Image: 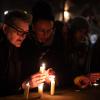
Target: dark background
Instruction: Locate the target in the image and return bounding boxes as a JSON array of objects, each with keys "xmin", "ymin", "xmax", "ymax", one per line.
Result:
[{"xmin": 0, "ymin": 0, "xmax": 100, "ymax": 21}]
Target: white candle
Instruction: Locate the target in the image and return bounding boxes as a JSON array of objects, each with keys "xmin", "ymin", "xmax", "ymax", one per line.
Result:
[
  {"xmin": 38, "ymin": 63, "xmax": 46, "ymax": 94},
  {"xmin": 40, "ymin": 63, "xmax": 46, "ymax": 73},
  {"xmin": 49, "ymin": 75, "xmax": 55, "ymax": 95},
  {"xmin": 24, "ymin": 82, "xmax": 30, "ymax": 99}
]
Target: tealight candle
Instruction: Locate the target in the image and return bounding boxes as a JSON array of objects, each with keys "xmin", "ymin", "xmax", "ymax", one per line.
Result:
[
  {"xmin": 24, "ymin": 82, "xmax": 30, "ymax": 99},
  {"xmin": 49, "ymin": 75, "xmax": 55, "ymax": 95},
  {"xmin": 38, "ymin": 63, "xmax": 45, "ymax": 94}
]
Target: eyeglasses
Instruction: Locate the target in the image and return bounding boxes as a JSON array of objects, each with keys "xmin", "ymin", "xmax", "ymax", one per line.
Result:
[
  {"xmin": 37, "ymin": 28, "xmax": 55, "ymax": 33},
  {"xmin": 7, "ymin": 24, "xmax": 29, "ymax": 36}
]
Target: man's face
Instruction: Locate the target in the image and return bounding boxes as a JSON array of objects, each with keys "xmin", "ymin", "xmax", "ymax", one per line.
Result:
[
  {"xmin": 33, "ymin": 20, "xmax": 53, "ymax": 43},
  {"xmin": 5, "ymin": 20, "xmax": 29, "ymax": 47}
]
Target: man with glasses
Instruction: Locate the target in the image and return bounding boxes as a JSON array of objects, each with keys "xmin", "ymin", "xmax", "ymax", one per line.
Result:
[
  {"xmin": 23, "ymin": 1, "xmax": 63, "ymax": 89},
  {"xmin": 0, "ymin": 10, "xmax": 45, "ymax": 96}
]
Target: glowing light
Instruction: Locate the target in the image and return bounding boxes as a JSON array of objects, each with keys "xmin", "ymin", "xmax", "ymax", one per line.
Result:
[
  {"xmin": 64, "ymin": 11, "xmax": 70, "ymax": 22},
  {"xmin": 4, "ymin": 10, "xmax": 9, "ymax": 15}
]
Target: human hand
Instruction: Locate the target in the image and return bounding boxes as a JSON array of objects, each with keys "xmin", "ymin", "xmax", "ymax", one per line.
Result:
[
  {"xmin": 88, "ymin": 73, "xmax": 100, "ymax": 83},
  {"xmin": 45, "ymin": 68, "xmax": 55, "ymax": 84},
  {"xmin": 22, "ymin": 73, "xmax": 46, "ymax": 89},
  {"xmin": 74, "ymin": 76, "xmax": 90, "ymax": 88}
]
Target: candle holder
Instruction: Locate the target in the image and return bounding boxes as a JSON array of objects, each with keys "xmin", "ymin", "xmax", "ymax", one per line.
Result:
[
  {"xmin": 38, "ymin": 63, "xmax": 46, "ymax": 95},
  {"xmin": 24, "ymin": 82, "xmax": 30, "ymax": 99},
  {"xmin": 49, "ymin": 75, "xmax": 55, "ymax": 95}
]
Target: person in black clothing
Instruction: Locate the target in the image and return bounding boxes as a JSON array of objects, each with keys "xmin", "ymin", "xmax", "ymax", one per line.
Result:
[
  {"xmin": 67, "ymin": 17, "xmax": 100, "ymax": 88},
  {"xmin": 0, "ymin": 10, "xmax": 46, "ymax": 96},
  {"xmin": 23, "ymin": 1, "xmax": 64, "ymax": 90}
]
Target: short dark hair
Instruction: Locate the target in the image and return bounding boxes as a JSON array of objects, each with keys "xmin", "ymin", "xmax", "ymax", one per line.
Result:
[{"xmin": 3, "ymin": 10, "xmax": 32, "ymax": 24}]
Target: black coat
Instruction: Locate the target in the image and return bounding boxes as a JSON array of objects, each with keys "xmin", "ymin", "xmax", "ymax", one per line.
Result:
[{"xmin": 0, "ymin": 30, "xmax": 22, "ymax": 95}]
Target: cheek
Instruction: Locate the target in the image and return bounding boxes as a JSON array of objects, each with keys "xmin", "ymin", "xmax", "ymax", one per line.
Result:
[{"xmin": 10, "ymin": 34, "xmax": 18, "ymax": 43}]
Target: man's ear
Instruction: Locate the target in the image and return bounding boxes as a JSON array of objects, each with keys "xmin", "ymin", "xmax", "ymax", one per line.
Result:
[{"xmin": 2, "ymin": 24, "xmax": 7, "ymax": 33}]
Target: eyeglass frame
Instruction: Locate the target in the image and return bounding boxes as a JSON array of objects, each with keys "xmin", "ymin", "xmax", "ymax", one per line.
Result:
[{"xmin": 7, "ymin": 24, "xmax": 29, "ymax": 36}]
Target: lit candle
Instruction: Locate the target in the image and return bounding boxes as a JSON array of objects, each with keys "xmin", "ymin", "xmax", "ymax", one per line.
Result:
[
  {"xmin": 24, "ymin": 82, "xmax": 30, "ymax": 99},
  {"xmin": 49, "ymin": 75, "xmax": 55, "ymax": 95},
  {"xmin": 40, "ymin": 63, "xmax": 45, "ymax": 73},
  {"xmin": 38, "ymin": 63, "xmax": 46, "ymax": 94}
]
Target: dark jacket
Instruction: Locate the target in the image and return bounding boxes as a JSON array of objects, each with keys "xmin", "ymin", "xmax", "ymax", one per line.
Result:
[{"xmin": 0, "ymin": 30, "xmax": 22, "ymax": 95}]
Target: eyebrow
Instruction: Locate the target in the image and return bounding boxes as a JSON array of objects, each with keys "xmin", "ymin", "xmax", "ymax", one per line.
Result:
[{"xmin": 7, "ymin": 24, "xmax": 29, "ymax": 32}]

····················

* TASK DIRECTIONS: Write out all of the data above as a JSON list of strings, with one string per line and no blank lines. Leave the pictures out.

* FINAL RESULT:
[
  "Image: ",
  "Target: dark background",
  "Instruction: Locate the target in the image and return bounding boxes as a JSON array of objects, each with keys \"xmin\", \"ymin\", \"xmax\", \"ymax\", one per line.",
  "Result:",
  "[{\"xmin\": 0, \"ymin\": 0, \"xmax\": 100, \"ymax\": 21}]",
  "Target: white candle",
  "Instruction: Locate the target in the image and return bounding boxes as a JSON array of objects, each with keys \"xmin\", \"ymin\", \"xmax\", \"ymax\", one per line.",
  "Result:",
  "[",
  "  {\"xmin\": 38, \"ymin\": 63, \"xmax\": 46, \"ymax\": 94},",
  "  {\"xmin\": 40, \"ymin\": 63, \"xmax\": 46, \"ymax\": 73},",
  "  {\"xmin\": 49, \"ymin\": 75, \"xmax\": 55, \"ymax\": 95},",
  "  {\"xmin\": 24, \"ymin\": 82, \"xmax\": 30, \"ymax\": 99}",
  "]",
  "Target: tealight candle",
  "Instruction: Locate the target in the image and return bounding boxes as a JSON array of objects, each with keys \"xmin\", \"ymin\", \"xmax\", \"ymax\", one per line.",
  "Result:",
  "[",
  "  {\"xmin\": 24, \"ymin\": 82, \"xmax\": 30, \"ymax\": 99},",
  "  {\"xmin\": 49, \"ymin\": 75, \"xmax\": 55, \"ymax\": 95},",
  "  {\"xmin\": 38, \"ymin\": 63, \"xmax\": 45, \"ymax\": 94}",
  "]",
  "Target: eyeglasses",
  "Instruction: Locate the target in the image and return bounding boxes as a JSON array of objects, each with keys \"xmin\", \"ymin\", \"xmax\", \"ymax\", one per line.",
  "Result:",
  "[",
  "  {\"xmin\": 37, \"ymin\": 28, \"xmax\": 55, \"ymax\": 33},",
  "  {\"xmin\": 7, \"ymin\": 24, \"xmax\": 29, \"ymax\": 36}",
  "]",
  "Target: man's face",
  "Instruction: Locate the target in the image and return bounding boxes as a JSON array of objects, each with keys \"xmin\", \"ymin\", \"xmax\", \"ymax\", one per line.",
  "Result:",
  "[",
  "  {\"xmin\": 33, \"ymin\": 20, \"xmax\": 53, \"ymax\": 43},",
  "  {\"xmin\": 5, \"ymin\": 20, \"xmax\": 29, \"ymax\": 47}",
  "]",
  "Target: man with glasses",
  "Instruction: Locate the target in the image and return bounding boxes as a JSON array of objects, each with keys \"xmin\", \"ymin\", \"xmax\", \"ymax\", one per line.",
  "Result:",
  "[",
  "  {\"xmin\": 23, \"ymin\": 1, \"xmax\": 63, \"ymax\": 89},",
  "  {\"xmin\": 0, \"ymin\": 10, \"xmax\": 45, \"ymax\": 96}",
  "]",
  "Target: glowing light",
  "Instruction: Locate the target in the image and return bounding boxes as a JSON array of objects, each with keys \"xmin\", \"ymin\", \"xmax\", \"ymax\", one per line.",
  "Result:",
  "[",
  "  {\"xmin\": 64, \"ymin\": 11, \"xmax\": 70, \"ymax\": 22},",
  "  {\"xmin\": 4, \"ymin\": 10, \"xmax\": 9, \"ymax\": 15}",
  "]",
  "Target: human hand",
  "Instruction: Locate the target in the image and return bounding boxes as a JSON array of objects, each with keys \"xmin\", \"ymin\", \"xmax\", \"ymax\", one per line.",
  "Result:",
  "[",
  "  {\"xmin\": 88, \"ymin\": 73, \"xmax\": 100, \"ymax\": 83},",
  "  {\"xmin\": 45, \"ymin\": 68, \"xmax\": 55, \"ymax\": 84},",
  "  {\"xmin\": 22, \"ymin\": 73, \"xmax\": 46, \"ymax\": 89},",
  "  {\"xmin\": 74, \"ymin\": 76, \"xmax\": 90, \"ymax\": 88}",
  "]",
  "Target: candle holder",
  "Instruction: Locate the target in the image and return bounding boxes as a JSON array of objects, each with keys \"xmin\", \"ymin\", \"xmax\", \"ymax\", one per line.",
  "Result:",
  "[",
  "  {\"xmin\": 38, \"ymin\": 63, \"xmax\": 46, \"ymax\": 95},",
  "  {\"xmin\": 24, \"ymin\": 82, \"xmax\": 30, \"ymax\": 99},",
  "  {\"xmin\": 49, \"ymin\": 75, \"xmax\": 55, \"ymax\": 95}",
  "]",
  "Target: person in black clothing",
  "Instruction: Locate the target in the image and return bounding boxes as a JSON array of objects, each with keys \"xmin\", \"ymin\", \"xmax\", \"ymax\", one per line.",
  "Result:",
  "[",
  "  {\"xmin\": 67, \"ymin\": 17, \"xmax\": 100, \"ymax\": 88},",
  "  {\"xmin\": 0, \"ymin\": 10, \"xmax\": 46, \"ymax\": 96},",
  "  {\"xmin\": 23, \"ymin\": 1, \"xmax\": 64, \"ymax\": 90}",
  "]",
  "Target: short dark hair",
  "Instruction: Locate the target in the image and return bounding boxes as a JSON array of objects, each with keys \"xmin\", \"ymin\", \"xmax\", \"ymax\", one per line.",
  "Result:",
  "[{\"xmin\": 3, \"ymin\": 10, \"xmax\": 32, \"ymax\": 24}]",
  "Target: black coat",
  "Instruction: Locate the target in the image and return bounding boxes as a JSON array of objects, each with keys \"xmin\", \"ymin\", \"xmax\", \"ymax\", one per line.",
  "Result:",
  "[{\"xmin\": 0, \"ymin\": 30, \"xmax\": 22, \"ymax\": 95}]",
  "Target: cheek",
  "Instruction: Locate the target in the image and return bounding boxes as a JSON array of objects, each with keys \"xmin\", \"ymin\", \"xmax\", \"ymax\", one per line.",
  "Result:",
  "[{\"xmin\": 10, \"ymin\": 34, \"xmax\": 18, \"ymax\": 43}]",
  "Target: man's ear",
  "Instruction: Locate the target in the image and return bounding boxes as a JSON array of objects, each with keys \"xmin\", \"ymin\", \"xmax\", \"ymax\", one per line.",
  "Result:",
  "[{\"xmin\": 2, \"ymin\": 24, \"xmax\": 7, \"ymax\": 33}]",
  "Target: eyeglass frame",
  "Instruction: Locate the target in the image and return bounding boxes as a JSON array of objects, each with keys \"xmin\", \"ymin\", \"xmax\", \"ymax\", one per line.",
  "Result:",
  "[{\"xmin\": 7, \"ymin\": 24, \"xmax\": 29, \"ymax\": 36}]",
  "Target: lit candle",
  "Instruction: Locate the target in the image and return bounding boxes as a JSON array of objects, each with keys \"xmin\", \"ymin\", \"xmax\", \"ymax\", one per line.",
  "Result:",
  "[",
  "  {\"xmin\": 24, \"ymin\": 82, \"xmax\": 30, \"ymax\": 99},",
  "  {\"xmin\": 49, \"ymin\": 75, \"xmax\": 55, \"ymax\": 95},",
  "  {\"xmin\": 40, \"ymin\": 63, \"xmax\": 45, \"ymax\": 73},",
  "  {\"xmin\": 38, \"ymin\": 63, \"xmax\": 46, \"ymax\": 94}",
  "]",
  "Target: dark jacket",
  "Instruction: Locate the target in the image and return bounding boxes as a JSON array of objects, each with keys \"xmin\", \"ymin\", \"xmax\", \"ymax\", one per line.",
  "Result:",
  "[{\"xmin\": 0, \"ymin\": 30, \"xmax\": 22, \"ymax\": 95}]",
  "Target: eyebrow",
  "Instruction: Locate the target in the image and return bounding boxes as a JSON array of objects, each with keys \"xmin\", \"ymin\", \"xmax\", \"ymax\", one per line.",
  "Result:",
  "[{\"xmin\": 7, \"ymin\": 24, \"xmax\": 29, \"ymax\": 32}]"
]